PROBLEM TO SOLVE: Report how many lines in the data below contain the string "tree". Reply with the number only.

SOURCE MATERIAL:
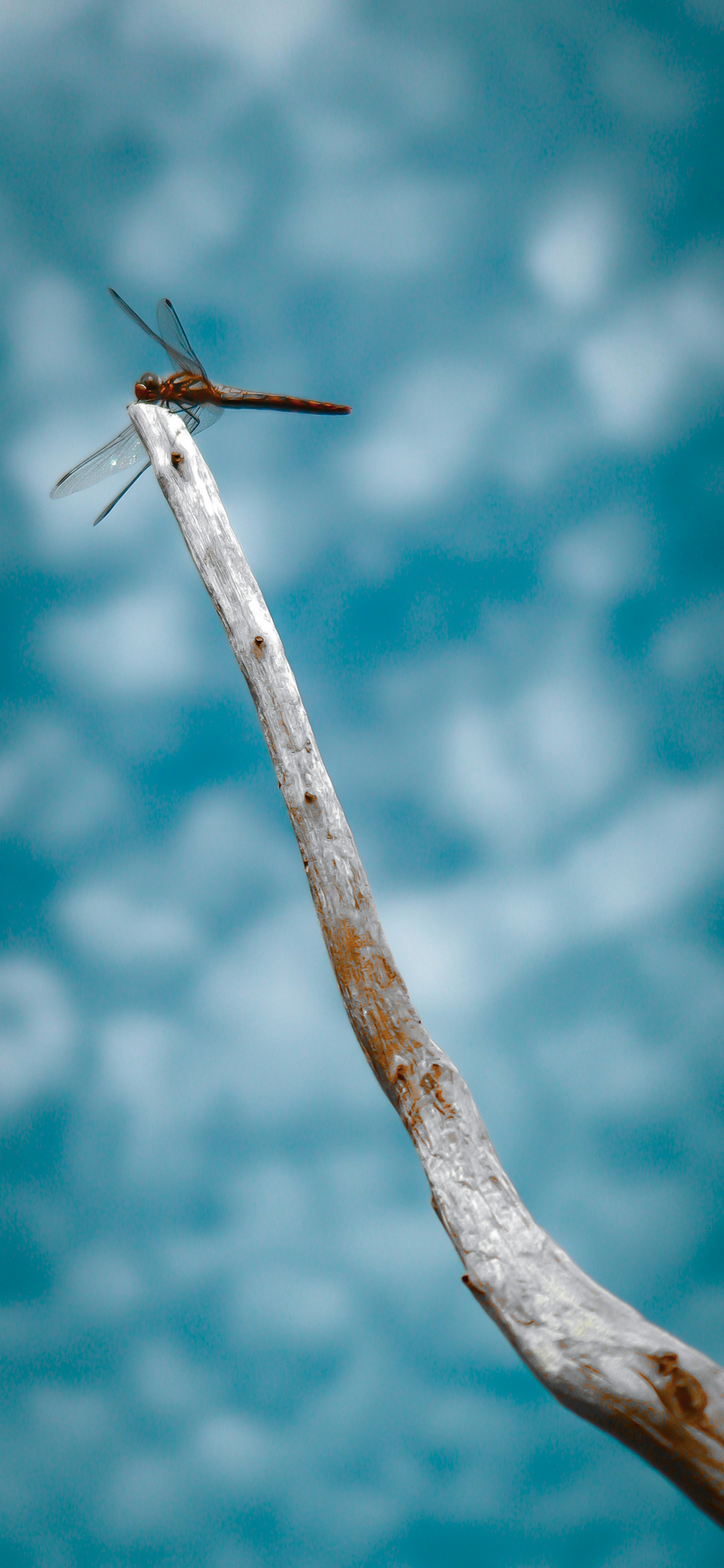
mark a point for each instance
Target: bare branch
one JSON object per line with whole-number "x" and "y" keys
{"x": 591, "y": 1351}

==

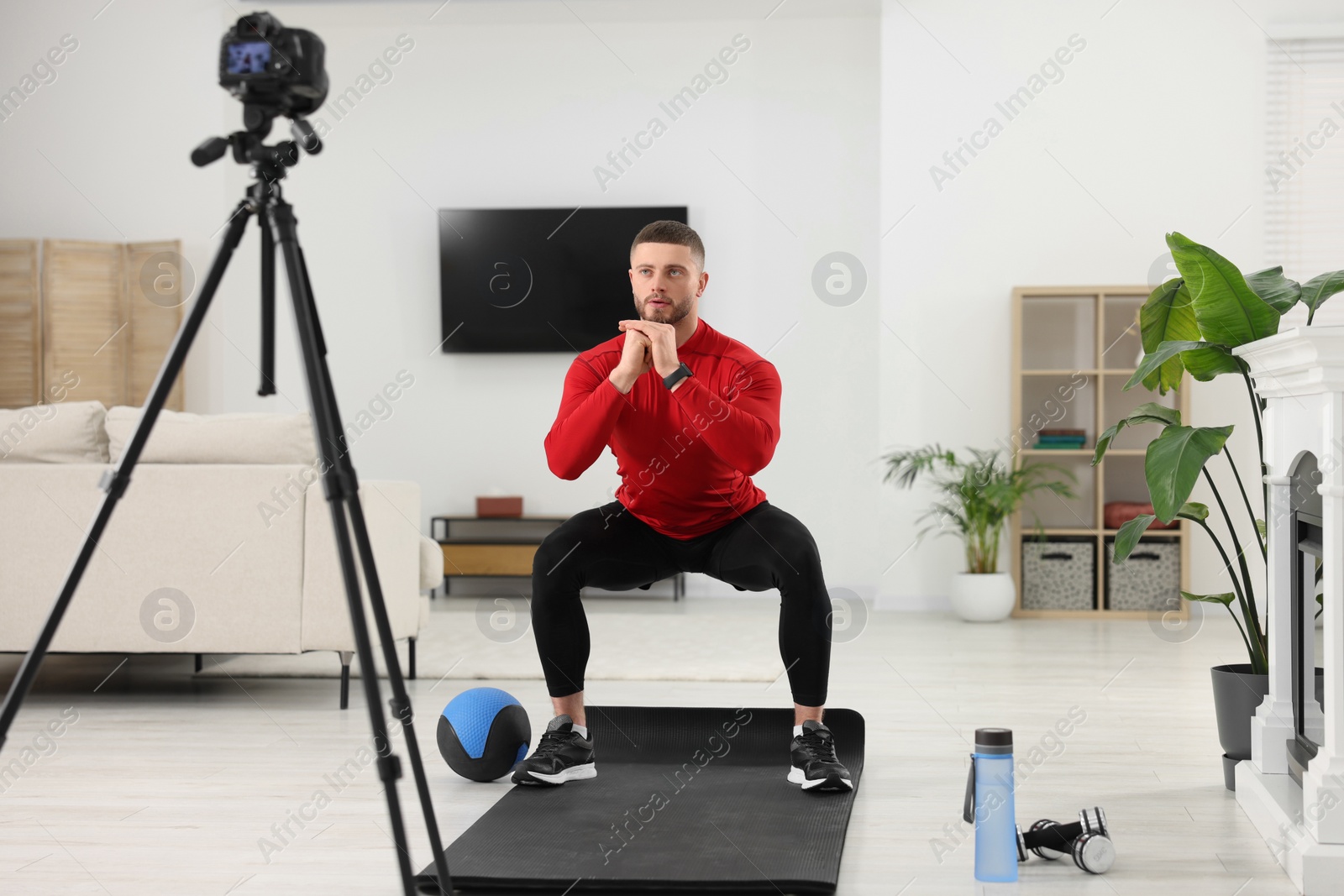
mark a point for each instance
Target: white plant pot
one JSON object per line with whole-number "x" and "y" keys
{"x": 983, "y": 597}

==

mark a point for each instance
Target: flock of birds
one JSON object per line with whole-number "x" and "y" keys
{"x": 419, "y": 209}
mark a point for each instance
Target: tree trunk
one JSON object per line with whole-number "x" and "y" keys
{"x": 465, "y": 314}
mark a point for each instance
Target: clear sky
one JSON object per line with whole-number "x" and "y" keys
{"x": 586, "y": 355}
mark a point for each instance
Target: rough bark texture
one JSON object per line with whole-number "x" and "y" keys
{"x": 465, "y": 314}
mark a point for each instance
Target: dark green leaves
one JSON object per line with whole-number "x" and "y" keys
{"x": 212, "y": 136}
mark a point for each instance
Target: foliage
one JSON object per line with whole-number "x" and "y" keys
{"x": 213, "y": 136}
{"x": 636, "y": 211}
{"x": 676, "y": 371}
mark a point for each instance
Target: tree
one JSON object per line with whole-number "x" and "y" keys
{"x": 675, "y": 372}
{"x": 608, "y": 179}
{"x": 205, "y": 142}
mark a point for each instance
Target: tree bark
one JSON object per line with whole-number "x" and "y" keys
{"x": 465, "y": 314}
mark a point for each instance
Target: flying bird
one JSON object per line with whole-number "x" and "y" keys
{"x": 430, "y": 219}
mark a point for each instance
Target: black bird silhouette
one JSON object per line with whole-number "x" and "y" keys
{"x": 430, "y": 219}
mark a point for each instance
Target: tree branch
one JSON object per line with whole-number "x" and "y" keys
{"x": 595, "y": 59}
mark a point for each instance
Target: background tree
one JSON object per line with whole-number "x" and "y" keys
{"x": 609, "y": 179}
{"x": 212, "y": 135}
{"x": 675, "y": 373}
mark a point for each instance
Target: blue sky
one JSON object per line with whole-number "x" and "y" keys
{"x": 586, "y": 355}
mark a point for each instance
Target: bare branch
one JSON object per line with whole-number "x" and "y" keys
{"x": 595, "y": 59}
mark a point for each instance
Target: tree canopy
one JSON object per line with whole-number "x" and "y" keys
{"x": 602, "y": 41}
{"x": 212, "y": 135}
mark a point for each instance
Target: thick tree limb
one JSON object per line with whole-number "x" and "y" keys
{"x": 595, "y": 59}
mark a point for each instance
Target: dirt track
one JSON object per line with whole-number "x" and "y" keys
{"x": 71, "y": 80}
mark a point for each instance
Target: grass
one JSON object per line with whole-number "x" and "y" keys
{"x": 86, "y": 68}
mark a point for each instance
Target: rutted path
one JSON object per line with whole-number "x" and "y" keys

RESULT FOR THIS TASK: 7